[Set task]
Name every company or organization that appears in the full sentences of the passage about Triuva below.

The news last week that Triuva has sourced a €120 mln portfolio of Italian high street retail properties on behalf of a Dutch institutional client of CBRE Global Investment Partners (CBRE GIP) signals the new direction that the Frankfurt-based management company is taking following its rebranding in 2015.

wenzel hoberg cppib rs 200kb

Wenzel Hoberg Cppib Rs 200Kb

Under its new name, the former institutional business of German property group IVG is pitching itself as a provider and manager of structured real-estate products for institutional investors, with a focus on clients from new geographies such as the Netherlands and Scandinavia, the company CEO's Wenzel Hoberg told PropertyEU in an interview.

[Entries from a point-annotation set]
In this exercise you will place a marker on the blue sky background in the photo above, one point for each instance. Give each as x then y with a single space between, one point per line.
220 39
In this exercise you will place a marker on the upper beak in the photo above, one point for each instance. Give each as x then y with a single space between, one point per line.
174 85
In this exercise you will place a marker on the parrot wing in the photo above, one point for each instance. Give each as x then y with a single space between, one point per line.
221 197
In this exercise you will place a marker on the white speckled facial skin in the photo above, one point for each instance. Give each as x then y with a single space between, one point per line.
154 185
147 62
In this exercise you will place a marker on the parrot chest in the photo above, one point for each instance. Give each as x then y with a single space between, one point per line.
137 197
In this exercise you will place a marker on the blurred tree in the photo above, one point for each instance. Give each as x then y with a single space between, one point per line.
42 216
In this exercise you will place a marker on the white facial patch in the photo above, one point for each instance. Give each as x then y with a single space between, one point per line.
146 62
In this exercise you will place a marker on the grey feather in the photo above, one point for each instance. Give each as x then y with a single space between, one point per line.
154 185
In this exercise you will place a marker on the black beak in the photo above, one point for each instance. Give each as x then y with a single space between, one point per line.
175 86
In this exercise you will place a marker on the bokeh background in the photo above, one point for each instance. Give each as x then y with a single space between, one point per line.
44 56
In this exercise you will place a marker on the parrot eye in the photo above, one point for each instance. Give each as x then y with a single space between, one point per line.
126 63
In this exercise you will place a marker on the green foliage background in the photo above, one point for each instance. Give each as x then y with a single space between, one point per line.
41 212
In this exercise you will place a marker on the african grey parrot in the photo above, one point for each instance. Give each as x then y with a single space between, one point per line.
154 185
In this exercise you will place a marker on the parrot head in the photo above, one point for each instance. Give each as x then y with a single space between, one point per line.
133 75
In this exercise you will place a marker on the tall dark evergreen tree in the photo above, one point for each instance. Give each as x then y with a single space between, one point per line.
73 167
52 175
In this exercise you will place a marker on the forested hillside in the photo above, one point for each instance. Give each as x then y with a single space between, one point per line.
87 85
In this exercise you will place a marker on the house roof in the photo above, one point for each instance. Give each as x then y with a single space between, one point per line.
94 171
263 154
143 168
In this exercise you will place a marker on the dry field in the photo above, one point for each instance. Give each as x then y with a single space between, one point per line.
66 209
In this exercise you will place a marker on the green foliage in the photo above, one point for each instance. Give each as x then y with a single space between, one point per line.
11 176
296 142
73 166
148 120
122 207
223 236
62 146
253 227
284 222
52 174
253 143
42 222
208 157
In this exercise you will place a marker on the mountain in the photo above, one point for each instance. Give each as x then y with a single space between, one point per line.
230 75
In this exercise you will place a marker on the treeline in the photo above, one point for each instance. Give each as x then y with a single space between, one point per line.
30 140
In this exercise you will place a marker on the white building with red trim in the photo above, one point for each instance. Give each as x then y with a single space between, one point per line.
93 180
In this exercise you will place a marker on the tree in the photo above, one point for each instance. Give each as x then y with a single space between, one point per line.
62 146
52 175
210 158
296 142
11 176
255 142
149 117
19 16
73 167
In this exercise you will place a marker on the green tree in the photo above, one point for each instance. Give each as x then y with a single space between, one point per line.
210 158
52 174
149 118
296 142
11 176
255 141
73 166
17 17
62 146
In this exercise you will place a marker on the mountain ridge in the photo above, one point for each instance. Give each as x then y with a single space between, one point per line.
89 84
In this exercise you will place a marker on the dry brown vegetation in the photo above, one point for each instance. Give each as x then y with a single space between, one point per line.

[Finished task]
Triuva
CBRE Global Investment Partners (CBRE GIP)
IVG
PropertyEU